Task to carry out: Copy all records verbatim.

Excerpted data:

>> START

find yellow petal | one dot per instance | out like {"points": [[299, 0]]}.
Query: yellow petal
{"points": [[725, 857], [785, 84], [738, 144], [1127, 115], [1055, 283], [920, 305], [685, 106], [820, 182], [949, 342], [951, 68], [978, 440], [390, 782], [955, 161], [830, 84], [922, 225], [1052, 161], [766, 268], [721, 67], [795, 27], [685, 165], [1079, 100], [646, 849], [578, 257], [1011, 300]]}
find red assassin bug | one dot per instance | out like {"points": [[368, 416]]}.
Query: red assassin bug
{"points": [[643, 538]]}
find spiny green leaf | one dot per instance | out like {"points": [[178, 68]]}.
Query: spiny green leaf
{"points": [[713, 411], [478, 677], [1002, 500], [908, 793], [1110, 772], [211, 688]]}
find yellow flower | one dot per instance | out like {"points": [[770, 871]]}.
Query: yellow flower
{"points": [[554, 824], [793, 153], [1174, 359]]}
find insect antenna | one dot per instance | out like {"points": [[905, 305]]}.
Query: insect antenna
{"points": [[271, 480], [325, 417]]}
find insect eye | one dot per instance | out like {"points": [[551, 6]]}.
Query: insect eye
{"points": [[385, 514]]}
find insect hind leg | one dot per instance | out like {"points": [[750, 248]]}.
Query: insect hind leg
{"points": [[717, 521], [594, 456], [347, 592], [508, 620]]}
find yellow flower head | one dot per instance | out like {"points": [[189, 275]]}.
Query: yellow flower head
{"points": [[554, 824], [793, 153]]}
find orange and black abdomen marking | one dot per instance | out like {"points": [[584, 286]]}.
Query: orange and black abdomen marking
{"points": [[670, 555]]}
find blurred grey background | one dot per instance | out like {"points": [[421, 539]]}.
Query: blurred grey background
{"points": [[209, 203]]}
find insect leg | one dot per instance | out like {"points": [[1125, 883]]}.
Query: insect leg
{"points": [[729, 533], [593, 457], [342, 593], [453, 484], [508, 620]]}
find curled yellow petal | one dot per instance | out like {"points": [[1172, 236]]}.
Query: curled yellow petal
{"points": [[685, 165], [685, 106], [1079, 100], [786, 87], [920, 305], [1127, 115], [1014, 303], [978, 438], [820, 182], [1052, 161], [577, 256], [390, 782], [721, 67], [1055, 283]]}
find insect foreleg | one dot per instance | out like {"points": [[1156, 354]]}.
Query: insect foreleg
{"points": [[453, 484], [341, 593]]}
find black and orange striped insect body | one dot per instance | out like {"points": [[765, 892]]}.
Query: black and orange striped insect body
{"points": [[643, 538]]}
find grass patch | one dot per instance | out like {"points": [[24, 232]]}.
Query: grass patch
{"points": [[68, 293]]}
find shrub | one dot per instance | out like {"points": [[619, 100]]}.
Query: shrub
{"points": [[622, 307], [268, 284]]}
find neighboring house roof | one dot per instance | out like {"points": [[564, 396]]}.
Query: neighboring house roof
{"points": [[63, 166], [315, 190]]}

>> END

Completed task:
find yellow petal | one dot per instance | out like {"points": [[299, 0]]}.
Query: yellow petal
{"points": [[725, 857], [785, 84], [738, 144], [1127, 115], [1055, 283], [920, 305], [685, 106], [820, 182], [949, 342], [951, 68], [978, 440], [390, 782], [955, 161], [830, 84], [922, 225], [1052, 161], [766, 268], [721, 67], [795, 27], [685, 165], [1079, 100], [646, 849], [578, 257], [1011, 300]]}
find red assassin bug | one dot per instance | out like {"points": [[368, 416]]}.
Query: red assassin bug
{"points": [[643, 538]]}
find spiny green leaf | one dot per instance | out like {"points": [[178, 68]]}.
Query: spiny green leaf
{"points": [[713, 411], [478, 677], [1002, 500], [908, 793], [1110, 772], [211, 688]]}
find yellow flower | one dot per instance | out like {"points": [[770, 871]]}.
Query: yellow flower
{"points": [[554, 824], [793, 153], [1174, 359]]}
find insect antenna | one dot per instance | out like {"points": [[905, 305]]}.
Query: insect antenna
{"points": [[271, 480], [325, 417]]}
find insect eye | one dot per instance | out like {"points": [[551, 6]]}.
Query: insect eye
{"points": [[385, 514]]}
find insect hind leg | one dot per instance | out like {"points": [[750, 248]]}.
Query: insect hind leg
{"points": [[717, 521], [594, 456], [347, 592], [508, 620]]}
find yellow flower head | one dot per instance | out like {"points": [[189, 275]]}.
Query: yellow flower head
{"points": [[554, 824], [793, 153]]}
find orange and black abdomen marking | one dot per instance | out like {"points": [[584, 286]]}.
Query: orange and black abdomen marking
{"points": [[670, 555]]}
find blurred grey background | one dot per instance | out like {"points": [[421, 539]]}.
Query: blurred grey background
{"points": [[209, 203]]}
find insect leg | one dot per instance | out like {"points": [[1125, 883]]}.
Query: insect leg
{"points": [[729, 533], [593, 457], [342, 593], [453, 484], [508, 620]]}
find curled yellow petal | one dot per instance | out like {"points": [[1172, 236]]}.
Query: curled yellow petal
{"points": [[685, 165], [685, 106], [1079, 100], [786, 87], [920, 305], [1127, 115], [1014, 303], [978, 438], [820, 182], [1052, 161], [577, 256], [390, 782], [721, 67], [1055, 283]]}
find insect foreleg | one dot per instance | out like {"points": [[1156, 354]]}.
Query: insect foreleg
{"points": [[453, 484], [341, 593]]}
find black and orange striped insect body | one dot per instance | out like {"points": [[765, 892]]}.
Query: black and orange striped insect body
{"points": [[643, 538]]}
find grass patch | one dot per instance | out like {"points": [[24, 232]]}.
Query: grass patch
{"points": [[68, 293]]}
find shrub | one dot per instance | out like {"points": [[619, 100]]}.
Query: shrub
{"points": [[622, 307], [268, 284]]}
find neighboring house roof | one dot per instance | out like {"points": [[564, 396]]}.
Query: neighboring house roof
{"points": [[63, 166], [315, 190]]}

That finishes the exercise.